| PROVIDED PASSAGE |

Olson: Arrested Development.
Walter: Aw, I knew I liked you. For me, House of Cards. I’m so hooked on that show. I said, “You know, let’s see what Netflix is doing because Arrested is going to be on it …” then I became a binge-watcher. And I’d love Homeland, too.
Bell: I’m currently doing that with Game of Thrones. I want to wear one of those cloaks, have the dragon baby. You can even go online and see where Winterfell is in relation to Westeros.
Olson: OK, it’s gone too far.
Mamet: I wasn’t allowed to watch TV growing up, but I recently started watching Nashville and became unhealthily obsessed.
Olson: Connie Britton is amazing!
Mamet: She’s the most amazing female human specimen. I want to work with her, and now I want to be a country singer!

| SOURCE RECORDS |
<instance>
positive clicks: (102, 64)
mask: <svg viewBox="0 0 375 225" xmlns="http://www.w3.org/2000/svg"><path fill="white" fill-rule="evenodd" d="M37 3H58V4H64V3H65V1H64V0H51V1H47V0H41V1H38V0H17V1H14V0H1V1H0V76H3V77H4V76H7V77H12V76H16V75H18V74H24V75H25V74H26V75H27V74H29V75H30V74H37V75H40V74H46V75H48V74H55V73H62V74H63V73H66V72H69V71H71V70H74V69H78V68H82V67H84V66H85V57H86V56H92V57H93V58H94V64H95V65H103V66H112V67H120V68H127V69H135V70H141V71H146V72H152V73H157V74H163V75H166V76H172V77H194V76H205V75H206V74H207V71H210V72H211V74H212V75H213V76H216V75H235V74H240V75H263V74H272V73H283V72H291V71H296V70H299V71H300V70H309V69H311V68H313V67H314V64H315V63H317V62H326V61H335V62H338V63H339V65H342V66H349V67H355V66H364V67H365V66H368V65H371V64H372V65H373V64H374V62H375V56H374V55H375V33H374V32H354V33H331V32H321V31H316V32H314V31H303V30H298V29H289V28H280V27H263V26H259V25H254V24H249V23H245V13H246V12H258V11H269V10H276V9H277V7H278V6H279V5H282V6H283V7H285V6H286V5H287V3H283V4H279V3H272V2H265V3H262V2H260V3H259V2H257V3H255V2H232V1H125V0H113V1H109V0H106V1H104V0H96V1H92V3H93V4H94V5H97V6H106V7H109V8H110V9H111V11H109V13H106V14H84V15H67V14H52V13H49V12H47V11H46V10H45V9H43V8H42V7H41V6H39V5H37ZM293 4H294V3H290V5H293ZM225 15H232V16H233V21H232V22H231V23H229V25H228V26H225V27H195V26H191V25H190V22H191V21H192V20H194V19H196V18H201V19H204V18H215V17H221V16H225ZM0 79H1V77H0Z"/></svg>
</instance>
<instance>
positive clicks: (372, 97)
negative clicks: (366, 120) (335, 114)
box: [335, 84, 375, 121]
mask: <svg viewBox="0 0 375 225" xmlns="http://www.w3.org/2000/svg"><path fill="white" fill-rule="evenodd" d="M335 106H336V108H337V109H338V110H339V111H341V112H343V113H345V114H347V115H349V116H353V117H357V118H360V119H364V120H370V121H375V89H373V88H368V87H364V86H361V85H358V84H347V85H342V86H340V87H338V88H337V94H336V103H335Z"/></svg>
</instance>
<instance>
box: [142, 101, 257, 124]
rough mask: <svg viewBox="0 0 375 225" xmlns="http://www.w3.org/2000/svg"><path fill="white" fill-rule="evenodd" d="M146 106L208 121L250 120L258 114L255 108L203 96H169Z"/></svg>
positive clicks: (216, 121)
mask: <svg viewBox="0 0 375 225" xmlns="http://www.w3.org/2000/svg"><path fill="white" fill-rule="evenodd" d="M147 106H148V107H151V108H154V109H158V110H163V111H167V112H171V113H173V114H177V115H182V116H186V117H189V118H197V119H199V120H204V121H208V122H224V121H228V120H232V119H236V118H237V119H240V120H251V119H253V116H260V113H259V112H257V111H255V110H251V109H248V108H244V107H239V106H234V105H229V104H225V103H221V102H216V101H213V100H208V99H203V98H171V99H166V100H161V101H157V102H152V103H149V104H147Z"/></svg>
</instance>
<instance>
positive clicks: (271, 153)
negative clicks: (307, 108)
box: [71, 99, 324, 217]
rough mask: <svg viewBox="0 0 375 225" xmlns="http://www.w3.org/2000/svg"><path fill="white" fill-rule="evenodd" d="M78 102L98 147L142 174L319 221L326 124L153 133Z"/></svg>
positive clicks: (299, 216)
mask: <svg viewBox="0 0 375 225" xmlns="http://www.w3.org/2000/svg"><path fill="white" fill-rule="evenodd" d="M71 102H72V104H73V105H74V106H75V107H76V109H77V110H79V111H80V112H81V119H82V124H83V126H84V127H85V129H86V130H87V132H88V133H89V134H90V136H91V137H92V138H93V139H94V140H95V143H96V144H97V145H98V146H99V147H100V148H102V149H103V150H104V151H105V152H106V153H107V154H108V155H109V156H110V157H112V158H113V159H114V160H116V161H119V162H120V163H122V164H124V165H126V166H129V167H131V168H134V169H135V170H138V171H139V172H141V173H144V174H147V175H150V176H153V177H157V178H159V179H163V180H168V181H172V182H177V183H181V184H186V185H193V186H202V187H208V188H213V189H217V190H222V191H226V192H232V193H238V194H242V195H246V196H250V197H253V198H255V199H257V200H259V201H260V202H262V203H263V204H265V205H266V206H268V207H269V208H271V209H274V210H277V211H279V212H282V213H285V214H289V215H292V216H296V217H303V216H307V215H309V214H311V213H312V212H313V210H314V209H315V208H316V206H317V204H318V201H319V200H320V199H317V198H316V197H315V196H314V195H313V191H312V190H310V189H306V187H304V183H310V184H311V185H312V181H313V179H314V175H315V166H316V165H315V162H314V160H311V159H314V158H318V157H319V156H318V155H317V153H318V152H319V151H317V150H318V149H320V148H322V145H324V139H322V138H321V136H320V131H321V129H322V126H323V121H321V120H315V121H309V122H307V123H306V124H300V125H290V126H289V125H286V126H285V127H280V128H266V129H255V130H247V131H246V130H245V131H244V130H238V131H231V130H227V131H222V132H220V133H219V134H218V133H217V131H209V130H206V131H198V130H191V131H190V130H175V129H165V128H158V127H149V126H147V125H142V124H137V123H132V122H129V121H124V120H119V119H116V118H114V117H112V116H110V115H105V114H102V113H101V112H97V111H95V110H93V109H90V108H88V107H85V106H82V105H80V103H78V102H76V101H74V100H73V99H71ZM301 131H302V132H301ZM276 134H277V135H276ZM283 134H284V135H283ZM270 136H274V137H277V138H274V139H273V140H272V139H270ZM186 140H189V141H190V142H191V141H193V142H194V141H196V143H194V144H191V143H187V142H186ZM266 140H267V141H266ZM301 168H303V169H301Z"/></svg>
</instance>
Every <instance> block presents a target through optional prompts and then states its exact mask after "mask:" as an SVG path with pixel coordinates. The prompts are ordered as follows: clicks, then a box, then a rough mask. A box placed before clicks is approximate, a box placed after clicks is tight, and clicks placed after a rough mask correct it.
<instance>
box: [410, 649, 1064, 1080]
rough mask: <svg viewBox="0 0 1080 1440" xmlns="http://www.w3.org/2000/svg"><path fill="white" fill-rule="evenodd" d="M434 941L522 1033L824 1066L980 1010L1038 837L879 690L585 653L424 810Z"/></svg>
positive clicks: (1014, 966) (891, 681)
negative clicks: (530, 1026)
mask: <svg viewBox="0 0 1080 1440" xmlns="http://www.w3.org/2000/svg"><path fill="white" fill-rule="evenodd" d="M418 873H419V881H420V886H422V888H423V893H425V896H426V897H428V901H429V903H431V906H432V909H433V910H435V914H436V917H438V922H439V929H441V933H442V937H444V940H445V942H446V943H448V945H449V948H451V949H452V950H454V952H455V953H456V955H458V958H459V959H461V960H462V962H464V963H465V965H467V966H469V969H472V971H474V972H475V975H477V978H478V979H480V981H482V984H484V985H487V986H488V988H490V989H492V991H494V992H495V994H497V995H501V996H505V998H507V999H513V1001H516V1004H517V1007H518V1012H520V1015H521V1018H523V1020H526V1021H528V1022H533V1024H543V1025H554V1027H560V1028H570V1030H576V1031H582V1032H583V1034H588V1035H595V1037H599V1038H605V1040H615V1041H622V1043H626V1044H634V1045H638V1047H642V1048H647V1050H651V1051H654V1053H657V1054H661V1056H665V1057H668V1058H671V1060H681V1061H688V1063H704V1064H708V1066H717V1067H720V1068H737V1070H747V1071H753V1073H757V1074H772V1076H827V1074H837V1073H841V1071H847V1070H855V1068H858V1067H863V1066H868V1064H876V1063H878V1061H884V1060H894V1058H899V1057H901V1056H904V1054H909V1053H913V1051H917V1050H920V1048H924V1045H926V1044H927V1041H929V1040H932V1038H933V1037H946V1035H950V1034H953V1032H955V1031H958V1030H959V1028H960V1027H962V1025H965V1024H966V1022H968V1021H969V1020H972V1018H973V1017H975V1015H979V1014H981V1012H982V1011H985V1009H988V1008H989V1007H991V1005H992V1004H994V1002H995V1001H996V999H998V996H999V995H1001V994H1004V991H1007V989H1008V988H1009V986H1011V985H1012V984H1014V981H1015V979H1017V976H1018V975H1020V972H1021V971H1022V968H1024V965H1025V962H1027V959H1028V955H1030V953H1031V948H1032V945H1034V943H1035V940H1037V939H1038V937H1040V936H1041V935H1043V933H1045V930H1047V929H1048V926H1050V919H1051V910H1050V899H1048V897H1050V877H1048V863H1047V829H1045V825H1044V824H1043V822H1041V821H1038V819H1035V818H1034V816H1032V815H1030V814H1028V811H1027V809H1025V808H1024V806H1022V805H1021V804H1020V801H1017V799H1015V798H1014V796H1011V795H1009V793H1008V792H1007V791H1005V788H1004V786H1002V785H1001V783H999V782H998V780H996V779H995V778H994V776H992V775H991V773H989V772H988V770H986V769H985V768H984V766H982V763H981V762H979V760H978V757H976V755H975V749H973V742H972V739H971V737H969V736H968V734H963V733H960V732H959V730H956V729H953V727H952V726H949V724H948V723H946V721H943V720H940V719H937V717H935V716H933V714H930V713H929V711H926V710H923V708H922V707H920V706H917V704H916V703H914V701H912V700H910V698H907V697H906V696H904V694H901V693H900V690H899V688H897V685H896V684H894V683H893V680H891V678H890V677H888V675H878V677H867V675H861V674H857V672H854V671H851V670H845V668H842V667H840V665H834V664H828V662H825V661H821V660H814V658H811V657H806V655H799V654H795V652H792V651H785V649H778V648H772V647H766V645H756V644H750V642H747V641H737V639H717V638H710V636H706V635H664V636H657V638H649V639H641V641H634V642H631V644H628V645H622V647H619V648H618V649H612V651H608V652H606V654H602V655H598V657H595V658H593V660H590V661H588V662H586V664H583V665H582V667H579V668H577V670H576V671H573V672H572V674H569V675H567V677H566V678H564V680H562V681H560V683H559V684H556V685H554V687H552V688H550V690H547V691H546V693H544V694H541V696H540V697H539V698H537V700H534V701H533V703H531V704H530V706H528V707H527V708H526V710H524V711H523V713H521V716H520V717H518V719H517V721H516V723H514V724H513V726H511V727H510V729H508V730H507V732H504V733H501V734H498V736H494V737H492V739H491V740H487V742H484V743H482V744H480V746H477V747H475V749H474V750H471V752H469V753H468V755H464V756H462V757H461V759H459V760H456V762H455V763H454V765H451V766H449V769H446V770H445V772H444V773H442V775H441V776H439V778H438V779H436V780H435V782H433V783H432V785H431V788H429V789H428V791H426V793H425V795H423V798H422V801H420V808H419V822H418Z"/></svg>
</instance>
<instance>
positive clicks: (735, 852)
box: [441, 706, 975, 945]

| PROBLEMS AND TASKS |
a) Show every line of the rows that contains the string "positive".
b) Continue the conversation about favorite TV shows from the point where it stops.

| ANSWERS FOR THE TASKS |
a)
positive clicks: (102, 64)
positive clicks: (372, 97)
positive clicks: (216, 121)
positive clicks: (271, 153)
positive clicks: (299, 216)
positive clicks: (1014, 966) (891, 681)
positive clicks: (735, 852)

b)
Bialik: My adult life is like your childhood. I actually don’t watch television. I don’t want to say I have shame about it, but it’s very awkward to be so much a part of the industry and be so out of touch.
White: By the time I get around to sitting down after catching up with mail and turning the set on, it’s news time. So I watch the news, and then I’ll maybe watch Jay Leno or, you know, one of the late shows. But I don’t watch the television that I should. And it’s a sin!
Bell: It’s because you work like a firecracker, Betty.
Walter: You’ve got to stop.
White: Well, thank you very much. But you’re trying to get rid of me, and you can’t. I ain’t going.